[Entries for bounding-box labeling]
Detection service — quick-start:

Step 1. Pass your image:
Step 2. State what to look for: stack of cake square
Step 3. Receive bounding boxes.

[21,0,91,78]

• Your goal: State how many lines of the material contain the string "Step". Give only the number.

• Problem solution: 3